> ИСХОДНЫЙ ТЕКСТ
'''

Границы между ложью и специфической идеологической установкой не всегда достаточно чётко прочерчены. Помните дивный момент, когда Довлатову во время погромного обсуждения велят идти на производство, чтобы изображать подлинную жизнь. «Тут я не выдержал. – Да за подлинную жизнь, – говорю, – вы меня без суда расстреляете!» Под словами «подлинная жизнь» эти господа имели в виду несколько иное, чем мы с вами. Нам, как и Довлатову, кажется, что если в жизни репрессируют невинных граждан, да что там, целые народы, люди десятилетиями живут в лачугах и еле сводят концы с концами, а партийные руководители пользуются привилегиями, то это и есть подлинная жизнь. А они пытаются объяснить, что подлинная жизнь – это не сущее, а должное, причём должное по их идеологическому дацзыбао, а мы выискиваем преходящее и несущественное. Называть ли это ложью? Вопрос несколько искусственный, но если речь идёт о строгом словоупотреблении, то я бы называл ложью только то, что может обмануть сколько-нибудь значимую часть читателей. Если да, то это она. Если это часть конвенции между автором и читателями, хотя бы и не произносимой вслух, то я бы подыскивал другое название – советское ханжество, двоемыслие, ну там ещё что-то в этом роде. Хотя, возможно, я буквоедствую.


Мария РЕМИЗОВА, прозаик, литературный критик:

Конечно, возможна. Это, разумеется, не художественный вымысел вообще, а тенденциозная подача материала, подтасовка, любое искажение смыслов в угоду внелитературным обстоятельствам, когда автор не пленник иллюзий, а их корыстно заинтересованный продуцент, намеренно лгущий своими текстами и образами и прекрасно это осознающий. Весь соцреализм – наглядный пример такой лжи. Ложь в искусстве – неизбежный спутник тоталитарных режимов. Там, где в его сферу вторгается государство, всегда возникает эта поощряемая (а в тяжёлых случаях даже вынужденная) ложь.

'''

> СОХРАНЁННЫЕ ЗАПИСИ
'''

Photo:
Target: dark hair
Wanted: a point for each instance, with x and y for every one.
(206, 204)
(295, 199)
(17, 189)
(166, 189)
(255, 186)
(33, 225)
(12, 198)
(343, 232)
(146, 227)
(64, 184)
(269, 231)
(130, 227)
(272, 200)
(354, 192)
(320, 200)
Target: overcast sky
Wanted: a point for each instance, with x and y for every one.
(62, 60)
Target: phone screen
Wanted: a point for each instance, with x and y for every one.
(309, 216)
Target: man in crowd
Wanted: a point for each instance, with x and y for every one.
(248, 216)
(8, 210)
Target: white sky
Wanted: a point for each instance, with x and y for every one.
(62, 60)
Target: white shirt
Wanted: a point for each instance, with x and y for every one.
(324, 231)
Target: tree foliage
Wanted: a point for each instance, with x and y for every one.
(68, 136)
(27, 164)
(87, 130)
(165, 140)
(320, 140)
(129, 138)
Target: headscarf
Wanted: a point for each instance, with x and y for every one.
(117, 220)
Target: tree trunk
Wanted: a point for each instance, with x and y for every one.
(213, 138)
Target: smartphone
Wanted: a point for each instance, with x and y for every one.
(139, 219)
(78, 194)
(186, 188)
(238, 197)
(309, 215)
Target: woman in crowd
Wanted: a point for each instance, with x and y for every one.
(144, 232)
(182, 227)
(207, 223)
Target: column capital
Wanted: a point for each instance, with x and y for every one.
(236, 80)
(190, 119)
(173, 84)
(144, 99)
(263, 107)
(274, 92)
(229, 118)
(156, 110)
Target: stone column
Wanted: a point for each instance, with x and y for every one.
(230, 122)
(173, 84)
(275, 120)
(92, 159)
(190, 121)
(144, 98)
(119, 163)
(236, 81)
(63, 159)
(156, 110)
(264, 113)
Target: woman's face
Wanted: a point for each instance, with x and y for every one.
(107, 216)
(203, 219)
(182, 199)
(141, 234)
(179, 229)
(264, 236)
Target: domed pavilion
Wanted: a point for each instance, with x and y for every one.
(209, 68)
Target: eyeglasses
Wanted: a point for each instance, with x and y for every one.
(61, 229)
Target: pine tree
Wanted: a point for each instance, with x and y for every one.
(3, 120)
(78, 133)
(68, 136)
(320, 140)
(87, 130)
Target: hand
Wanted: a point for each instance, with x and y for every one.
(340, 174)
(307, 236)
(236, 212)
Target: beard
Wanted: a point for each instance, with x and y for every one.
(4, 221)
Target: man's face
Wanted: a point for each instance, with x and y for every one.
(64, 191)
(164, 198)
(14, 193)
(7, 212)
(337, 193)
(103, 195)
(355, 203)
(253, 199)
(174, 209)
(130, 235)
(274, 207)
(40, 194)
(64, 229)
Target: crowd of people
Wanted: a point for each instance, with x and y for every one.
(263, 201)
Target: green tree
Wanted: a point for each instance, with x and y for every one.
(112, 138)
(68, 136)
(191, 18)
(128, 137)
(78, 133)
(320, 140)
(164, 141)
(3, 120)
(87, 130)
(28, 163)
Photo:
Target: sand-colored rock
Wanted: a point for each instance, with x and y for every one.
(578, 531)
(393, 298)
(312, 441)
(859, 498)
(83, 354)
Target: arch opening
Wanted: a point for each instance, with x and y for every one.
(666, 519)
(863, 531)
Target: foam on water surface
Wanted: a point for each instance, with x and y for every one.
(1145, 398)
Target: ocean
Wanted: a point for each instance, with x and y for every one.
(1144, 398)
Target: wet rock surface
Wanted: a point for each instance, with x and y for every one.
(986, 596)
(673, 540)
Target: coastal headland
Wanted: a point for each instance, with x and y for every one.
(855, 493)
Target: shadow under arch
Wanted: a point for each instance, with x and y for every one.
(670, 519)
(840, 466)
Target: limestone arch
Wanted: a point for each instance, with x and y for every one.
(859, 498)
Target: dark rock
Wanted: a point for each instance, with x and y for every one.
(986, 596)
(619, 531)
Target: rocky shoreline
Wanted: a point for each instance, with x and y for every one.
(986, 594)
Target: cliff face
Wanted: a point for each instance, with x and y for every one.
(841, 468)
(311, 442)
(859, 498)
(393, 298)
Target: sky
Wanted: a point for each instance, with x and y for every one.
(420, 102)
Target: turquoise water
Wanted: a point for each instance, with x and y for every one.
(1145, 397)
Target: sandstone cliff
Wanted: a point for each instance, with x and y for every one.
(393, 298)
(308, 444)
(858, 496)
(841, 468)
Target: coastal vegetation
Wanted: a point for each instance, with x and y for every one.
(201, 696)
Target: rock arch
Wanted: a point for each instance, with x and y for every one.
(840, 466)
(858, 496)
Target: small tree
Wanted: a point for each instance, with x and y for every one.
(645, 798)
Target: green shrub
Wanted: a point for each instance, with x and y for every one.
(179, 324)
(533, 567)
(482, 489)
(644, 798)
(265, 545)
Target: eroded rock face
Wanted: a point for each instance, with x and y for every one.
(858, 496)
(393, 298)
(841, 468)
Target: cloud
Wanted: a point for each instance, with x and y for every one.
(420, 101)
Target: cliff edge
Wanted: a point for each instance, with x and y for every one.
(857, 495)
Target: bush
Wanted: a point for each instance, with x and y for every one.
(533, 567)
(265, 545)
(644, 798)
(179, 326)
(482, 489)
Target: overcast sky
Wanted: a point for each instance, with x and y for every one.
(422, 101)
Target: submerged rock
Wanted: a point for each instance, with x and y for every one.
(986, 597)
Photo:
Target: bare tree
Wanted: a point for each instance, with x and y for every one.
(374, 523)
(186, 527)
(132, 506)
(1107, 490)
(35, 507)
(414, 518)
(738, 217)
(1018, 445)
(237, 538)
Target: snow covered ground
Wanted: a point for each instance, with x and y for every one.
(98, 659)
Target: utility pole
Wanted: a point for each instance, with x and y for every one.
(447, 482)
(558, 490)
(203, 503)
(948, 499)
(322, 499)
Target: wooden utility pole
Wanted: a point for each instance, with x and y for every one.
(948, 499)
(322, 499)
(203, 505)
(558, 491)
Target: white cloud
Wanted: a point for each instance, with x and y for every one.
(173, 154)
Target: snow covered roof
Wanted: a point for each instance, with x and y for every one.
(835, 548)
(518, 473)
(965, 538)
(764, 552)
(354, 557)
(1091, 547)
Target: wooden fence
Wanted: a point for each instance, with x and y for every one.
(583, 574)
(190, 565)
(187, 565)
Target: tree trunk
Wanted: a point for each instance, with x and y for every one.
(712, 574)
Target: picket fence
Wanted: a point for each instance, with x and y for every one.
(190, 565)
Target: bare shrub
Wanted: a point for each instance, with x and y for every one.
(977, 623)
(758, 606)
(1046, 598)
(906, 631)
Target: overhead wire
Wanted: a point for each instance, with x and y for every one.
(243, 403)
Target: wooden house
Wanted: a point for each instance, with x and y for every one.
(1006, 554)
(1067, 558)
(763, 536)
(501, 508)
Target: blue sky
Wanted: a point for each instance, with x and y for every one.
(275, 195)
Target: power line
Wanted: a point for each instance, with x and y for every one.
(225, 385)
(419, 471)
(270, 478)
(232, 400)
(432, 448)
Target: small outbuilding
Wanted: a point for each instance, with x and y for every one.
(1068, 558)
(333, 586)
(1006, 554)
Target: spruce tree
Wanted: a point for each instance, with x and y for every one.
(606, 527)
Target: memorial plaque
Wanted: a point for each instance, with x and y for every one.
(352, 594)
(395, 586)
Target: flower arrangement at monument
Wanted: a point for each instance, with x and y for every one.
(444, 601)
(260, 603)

'''

> ЗАДАНИЯ
A - Перескажите исходный текст о лжи в литературе в двух предложениях.
B - Перечислите по исходному тексту все проявления лжи в искусстве, которые Мария Ремизова называет в предложении, начинающемся словами «Это, разумеется, не художественный вымысел вообще».

> ОТВЕТЫ
A - Граница между ложью и идеологической установкой не всегда чётко прочерчена: ложью стоит называть лишь то, что может обмануть значимую часть читателей, а негласную конвенцию между автором и читателями скорее назвать советским ханжеством или двоемыслием. По мнению Марии Ремизовой, ложь в искусстве возможна как намеренное искажение смыслов в угоду внелитературным обстоятельствам; её наглядный пример — весь соцреализм, а неизбежно она сопровождает тоталитарные режимы.

B -
- тенденциозная подача материала
- подтасовка
- любое искажение смыслов в угоду внелитературным обстоятельствам